== ページ本文
ニッポニカ・ビオラ弾きのブログ

芥川也寸志メモリアル オーケストラ・ニッポニカのビオラ弾きのブログです

『オデュッセイア』その3

4/13の続きです。写真は満開のトネリコです(右の常緑樹は月桂樹)。トネリコトロイア戦争のあった3千年前から同じ花を咲かせていたのでしょうか。そんなことを考えるのも、『イリアス』『オデュッセイア』という物語が3千年の時空を越えて現代に伝わっているからです。この物語は最初は口承で、その後写本によって伝えられてきたわけですが、口承や写本ですから途中でいろいろな話が付け加わったり削られたりしてきたことと思います。しかし昔トロイアで戦争があったこと、英雄が帰還したことはきっと事実なのでしょう。シュリーマンが遺跡を発掘して証明したのですから。そして更に日本語への翻訳者の手を経て私たちはこれを読む事ができます。
====
== 提供データ
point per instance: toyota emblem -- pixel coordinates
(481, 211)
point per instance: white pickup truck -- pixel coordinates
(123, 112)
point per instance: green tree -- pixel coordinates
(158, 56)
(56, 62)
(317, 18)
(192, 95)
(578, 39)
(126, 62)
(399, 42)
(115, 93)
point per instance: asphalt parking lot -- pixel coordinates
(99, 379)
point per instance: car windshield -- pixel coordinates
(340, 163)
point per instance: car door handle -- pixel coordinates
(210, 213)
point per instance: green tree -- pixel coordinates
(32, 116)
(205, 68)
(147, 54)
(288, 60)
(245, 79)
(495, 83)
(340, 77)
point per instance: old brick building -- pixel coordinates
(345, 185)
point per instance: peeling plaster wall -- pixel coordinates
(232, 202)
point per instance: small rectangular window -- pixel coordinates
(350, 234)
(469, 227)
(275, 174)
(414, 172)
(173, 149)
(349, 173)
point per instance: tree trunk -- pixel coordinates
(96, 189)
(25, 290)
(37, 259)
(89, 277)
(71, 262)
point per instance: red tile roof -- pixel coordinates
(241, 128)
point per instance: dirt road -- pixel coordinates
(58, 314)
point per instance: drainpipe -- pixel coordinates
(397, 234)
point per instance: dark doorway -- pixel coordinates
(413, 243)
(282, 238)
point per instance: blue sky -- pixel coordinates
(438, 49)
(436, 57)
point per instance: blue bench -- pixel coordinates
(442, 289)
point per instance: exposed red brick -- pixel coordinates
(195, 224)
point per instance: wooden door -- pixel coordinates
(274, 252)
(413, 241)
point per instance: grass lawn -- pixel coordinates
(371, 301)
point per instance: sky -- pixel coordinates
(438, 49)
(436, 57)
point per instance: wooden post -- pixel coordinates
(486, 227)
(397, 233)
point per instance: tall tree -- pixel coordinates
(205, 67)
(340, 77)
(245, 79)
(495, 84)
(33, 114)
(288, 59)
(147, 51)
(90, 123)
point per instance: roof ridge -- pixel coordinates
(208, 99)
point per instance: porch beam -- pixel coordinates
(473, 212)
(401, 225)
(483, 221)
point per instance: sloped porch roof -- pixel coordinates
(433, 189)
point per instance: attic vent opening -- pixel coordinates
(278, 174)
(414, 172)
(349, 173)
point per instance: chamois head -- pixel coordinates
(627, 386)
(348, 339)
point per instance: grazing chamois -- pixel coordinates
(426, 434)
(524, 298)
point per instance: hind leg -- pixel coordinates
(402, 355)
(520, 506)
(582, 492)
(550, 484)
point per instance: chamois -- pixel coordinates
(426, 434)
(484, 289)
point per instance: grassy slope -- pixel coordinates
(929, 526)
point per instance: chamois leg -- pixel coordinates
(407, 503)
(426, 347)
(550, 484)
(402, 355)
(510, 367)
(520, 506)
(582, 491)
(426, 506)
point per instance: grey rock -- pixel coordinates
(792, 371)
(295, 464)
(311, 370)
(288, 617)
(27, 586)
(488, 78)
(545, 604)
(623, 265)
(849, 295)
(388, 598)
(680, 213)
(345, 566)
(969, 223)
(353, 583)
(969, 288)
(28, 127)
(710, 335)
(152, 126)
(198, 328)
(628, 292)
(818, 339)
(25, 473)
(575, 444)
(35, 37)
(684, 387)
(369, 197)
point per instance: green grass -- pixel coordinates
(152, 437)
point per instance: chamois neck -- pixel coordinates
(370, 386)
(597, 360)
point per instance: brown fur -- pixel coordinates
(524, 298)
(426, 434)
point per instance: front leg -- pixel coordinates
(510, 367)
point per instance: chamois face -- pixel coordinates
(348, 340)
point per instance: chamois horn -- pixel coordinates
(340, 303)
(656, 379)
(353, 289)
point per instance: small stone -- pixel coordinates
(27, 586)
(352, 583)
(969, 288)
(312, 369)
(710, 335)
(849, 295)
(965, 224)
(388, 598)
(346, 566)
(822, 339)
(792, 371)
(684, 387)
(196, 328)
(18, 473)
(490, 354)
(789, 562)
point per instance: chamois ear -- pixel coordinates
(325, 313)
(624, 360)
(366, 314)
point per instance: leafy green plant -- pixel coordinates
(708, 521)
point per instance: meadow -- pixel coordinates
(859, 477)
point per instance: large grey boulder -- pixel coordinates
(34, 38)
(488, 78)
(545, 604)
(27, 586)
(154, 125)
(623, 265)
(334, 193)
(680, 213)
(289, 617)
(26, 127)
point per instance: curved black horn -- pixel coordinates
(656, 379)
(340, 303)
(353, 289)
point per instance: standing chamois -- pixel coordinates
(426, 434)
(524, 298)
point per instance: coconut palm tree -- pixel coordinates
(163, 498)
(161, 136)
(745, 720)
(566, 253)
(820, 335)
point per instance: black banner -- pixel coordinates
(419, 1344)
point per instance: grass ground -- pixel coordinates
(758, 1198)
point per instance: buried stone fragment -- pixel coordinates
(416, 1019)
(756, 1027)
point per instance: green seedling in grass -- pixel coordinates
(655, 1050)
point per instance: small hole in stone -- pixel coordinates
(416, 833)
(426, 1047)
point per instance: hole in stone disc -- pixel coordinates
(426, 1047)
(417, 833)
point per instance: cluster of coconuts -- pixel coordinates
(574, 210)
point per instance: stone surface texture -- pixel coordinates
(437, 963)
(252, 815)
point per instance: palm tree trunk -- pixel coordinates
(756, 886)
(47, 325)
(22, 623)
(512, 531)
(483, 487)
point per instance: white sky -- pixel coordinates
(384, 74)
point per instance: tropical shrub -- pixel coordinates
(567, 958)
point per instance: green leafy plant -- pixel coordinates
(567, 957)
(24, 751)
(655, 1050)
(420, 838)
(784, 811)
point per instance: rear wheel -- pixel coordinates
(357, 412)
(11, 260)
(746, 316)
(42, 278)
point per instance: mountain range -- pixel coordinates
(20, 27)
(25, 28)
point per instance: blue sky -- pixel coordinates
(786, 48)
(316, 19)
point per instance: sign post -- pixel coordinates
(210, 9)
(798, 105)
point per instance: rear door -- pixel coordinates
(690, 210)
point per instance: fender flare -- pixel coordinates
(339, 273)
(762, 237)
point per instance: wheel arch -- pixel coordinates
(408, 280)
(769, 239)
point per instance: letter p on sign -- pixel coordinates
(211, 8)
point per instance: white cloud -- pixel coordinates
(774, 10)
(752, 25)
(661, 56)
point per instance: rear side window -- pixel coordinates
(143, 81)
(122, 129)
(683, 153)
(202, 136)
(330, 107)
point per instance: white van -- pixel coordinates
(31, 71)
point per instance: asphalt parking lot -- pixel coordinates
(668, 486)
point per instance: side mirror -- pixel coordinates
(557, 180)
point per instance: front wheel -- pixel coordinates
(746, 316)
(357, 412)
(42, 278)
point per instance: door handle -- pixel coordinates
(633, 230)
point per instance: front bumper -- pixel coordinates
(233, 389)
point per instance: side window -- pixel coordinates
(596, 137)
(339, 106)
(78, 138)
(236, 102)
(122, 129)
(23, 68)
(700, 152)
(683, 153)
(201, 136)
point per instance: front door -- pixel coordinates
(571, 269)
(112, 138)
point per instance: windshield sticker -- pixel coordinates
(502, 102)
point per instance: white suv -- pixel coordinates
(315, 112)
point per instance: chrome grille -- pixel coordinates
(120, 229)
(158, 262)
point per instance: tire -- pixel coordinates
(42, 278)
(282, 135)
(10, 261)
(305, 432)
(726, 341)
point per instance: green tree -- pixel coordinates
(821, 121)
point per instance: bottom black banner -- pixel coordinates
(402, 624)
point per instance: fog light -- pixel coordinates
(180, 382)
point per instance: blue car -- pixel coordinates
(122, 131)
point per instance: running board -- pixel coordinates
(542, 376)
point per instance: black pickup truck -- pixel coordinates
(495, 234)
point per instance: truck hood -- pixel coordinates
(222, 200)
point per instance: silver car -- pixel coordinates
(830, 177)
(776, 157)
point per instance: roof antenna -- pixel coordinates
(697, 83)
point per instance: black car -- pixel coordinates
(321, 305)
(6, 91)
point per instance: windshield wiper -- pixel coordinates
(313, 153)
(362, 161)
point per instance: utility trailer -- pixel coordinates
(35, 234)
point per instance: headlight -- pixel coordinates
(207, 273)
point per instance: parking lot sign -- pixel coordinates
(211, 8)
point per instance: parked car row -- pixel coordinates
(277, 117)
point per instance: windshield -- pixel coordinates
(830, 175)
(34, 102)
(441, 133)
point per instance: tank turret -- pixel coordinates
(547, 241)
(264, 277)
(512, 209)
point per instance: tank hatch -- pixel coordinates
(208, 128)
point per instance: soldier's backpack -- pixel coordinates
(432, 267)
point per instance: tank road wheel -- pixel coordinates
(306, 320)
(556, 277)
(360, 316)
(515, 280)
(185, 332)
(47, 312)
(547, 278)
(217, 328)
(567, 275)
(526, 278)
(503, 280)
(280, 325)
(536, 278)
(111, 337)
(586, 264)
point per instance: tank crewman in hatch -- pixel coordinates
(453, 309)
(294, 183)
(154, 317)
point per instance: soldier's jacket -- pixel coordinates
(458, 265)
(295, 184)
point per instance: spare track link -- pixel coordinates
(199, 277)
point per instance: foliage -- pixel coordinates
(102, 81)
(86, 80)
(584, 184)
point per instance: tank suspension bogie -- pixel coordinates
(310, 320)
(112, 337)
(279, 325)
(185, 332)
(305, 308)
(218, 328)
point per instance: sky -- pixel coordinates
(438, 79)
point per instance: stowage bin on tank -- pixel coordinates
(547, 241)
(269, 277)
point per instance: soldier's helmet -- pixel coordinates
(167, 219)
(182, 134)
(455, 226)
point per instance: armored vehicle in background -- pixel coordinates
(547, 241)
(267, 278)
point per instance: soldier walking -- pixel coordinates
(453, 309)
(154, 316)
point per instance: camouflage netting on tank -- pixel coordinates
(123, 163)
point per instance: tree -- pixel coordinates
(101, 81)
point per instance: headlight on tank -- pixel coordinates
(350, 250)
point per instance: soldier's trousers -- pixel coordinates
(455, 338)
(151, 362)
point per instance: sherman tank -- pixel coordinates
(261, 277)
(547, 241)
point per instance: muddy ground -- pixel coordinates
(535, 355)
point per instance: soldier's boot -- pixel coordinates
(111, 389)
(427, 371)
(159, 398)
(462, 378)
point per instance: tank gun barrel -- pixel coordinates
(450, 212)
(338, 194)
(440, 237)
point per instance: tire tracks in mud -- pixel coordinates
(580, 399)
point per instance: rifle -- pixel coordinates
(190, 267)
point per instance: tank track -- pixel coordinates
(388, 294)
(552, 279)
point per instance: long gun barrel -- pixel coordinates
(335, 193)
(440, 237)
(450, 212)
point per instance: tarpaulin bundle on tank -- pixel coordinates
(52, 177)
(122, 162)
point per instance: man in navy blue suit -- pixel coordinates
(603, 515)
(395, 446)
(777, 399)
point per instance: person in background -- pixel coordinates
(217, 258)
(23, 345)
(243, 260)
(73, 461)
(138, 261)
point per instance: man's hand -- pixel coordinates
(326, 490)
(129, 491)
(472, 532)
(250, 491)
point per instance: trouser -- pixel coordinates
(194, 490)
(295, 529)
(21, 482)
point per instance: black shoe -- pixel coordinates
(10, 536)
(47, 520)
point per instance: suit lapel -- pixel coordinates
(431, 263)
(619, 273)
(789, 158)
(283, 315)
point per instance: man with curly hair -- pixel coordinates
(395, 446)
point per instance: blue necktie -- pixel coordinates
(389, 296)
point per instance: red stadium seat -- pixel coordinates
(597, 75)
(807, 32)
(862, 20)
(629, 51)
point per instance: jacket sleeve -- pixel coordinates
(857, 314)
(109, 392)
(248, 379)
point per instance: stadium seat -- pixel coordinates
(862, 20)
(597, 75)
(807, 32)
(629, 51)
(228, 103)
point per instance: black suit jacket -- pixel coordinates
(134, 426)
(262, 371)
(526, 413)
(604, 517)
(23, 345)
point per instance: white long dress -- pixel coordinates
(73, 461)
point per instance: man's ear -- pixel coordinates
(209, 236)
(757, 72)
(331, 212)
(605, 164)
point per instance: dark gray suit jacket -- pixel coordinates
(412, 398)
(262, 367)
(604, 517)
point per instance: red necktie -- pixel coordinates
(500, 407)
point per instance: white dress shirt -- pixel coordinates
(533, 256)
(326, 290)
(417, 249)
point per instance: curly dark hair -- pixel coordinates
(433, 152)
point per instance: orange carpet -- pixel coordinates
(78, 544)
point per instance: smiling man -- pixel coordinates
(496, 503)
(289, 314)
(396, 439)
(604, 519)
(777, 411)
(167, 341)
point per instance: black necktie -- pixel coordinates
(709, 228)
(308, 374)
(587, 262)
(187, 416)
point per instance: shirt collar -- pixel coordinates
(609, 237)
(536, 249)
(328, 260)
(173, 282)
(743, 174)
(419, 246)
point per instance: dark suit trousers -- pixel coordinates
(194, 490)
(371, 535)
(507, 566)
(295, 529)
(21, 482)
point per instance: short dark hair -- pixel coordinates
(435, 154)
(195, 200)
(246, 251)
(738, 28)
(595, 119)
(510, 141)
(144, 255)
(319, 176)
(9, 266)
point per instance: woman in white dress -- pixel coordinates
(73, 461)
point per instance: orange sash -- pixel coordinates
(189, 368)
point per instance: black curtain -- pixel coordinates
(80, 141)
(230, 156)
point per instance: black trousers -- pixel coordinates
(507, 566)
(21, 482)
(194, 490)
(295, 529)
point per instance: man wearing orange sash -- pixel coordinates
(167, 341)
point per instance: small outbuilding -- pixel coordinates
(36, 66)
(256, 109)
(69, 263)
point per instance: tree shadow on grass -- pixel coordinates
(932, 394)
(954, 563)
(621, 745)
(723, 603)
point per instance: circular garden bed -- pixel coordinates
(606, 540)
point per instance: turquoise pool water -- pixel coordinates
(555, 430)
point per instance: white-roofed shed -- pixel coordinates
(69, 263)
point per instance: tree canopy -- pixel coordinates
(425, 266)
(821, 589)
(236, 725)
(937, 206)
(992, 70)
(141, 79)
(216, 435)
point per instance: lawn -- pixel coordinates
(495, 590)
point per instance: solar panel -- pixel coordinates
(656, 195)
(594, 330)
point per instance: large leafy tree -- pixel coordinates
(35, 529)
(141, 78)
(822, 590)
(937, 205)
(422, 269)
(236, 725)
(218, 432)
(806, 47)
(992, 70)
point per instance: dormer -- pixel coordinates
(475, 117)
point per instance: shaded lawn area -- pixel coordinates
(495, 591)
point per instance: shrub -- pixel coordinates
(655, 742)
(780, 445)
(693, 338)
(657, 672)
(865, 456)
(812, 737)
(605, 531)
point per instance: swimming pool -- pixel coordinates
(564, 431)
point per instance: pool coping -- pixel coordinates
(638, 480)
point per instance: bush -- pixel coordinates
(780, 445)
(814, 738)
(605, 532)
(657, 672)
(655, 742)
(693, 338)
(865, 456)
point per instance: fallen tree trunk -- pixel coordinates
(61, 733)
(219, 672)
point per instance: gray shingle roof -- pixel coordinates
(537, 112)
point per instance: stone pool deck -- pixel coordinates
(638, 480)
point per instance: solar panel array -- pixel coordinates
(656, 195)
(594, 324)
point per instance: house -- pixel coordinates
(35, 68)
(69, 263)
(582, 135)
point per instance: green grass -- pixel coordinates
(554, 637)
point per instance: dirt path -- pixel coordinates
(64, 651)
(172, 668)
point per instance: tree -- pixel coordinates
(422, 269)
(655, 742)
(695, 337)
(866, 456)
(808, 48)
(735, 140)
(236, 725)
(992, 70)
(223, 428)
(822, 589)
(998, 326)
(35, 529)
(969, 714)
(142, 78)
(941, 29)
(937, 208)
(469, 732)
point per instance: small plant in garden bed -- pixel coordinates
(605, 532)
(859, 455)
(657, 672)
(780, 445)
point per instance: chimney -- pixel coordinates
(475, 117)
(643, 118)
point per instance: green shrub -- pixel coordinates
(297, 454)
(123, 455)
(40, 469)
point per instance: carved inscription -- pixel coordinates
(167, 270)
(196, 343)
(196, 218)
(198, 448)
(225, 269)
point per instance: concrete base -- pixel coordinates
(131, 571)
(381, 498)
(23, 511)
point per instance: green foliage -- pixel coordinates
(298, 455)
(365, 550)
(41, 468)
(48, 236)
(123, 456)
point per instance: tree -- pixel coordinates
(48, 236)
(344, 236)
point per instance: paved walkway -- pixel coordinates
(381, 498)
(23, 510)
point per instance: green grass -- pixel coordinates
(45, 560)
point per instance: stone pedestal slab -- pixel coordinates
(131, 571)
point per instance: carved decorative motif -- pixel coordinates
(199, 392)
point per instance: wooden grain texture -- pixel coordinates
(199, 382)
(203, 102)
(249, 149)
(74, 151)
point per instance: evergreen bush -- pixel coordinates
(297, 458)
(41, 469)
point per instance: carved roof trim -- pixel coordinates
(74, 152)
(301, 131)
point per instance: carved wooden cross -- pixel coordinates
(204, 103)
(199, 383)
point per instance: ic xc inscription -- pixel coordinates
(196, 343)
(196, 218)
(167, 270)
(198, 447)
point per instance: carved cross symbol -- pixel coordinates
====
▶ 練習問題
ページ本文で、遺跡を発掘して証明したとされている人物は誰ですか。

▶ 解答
シュリーマンです。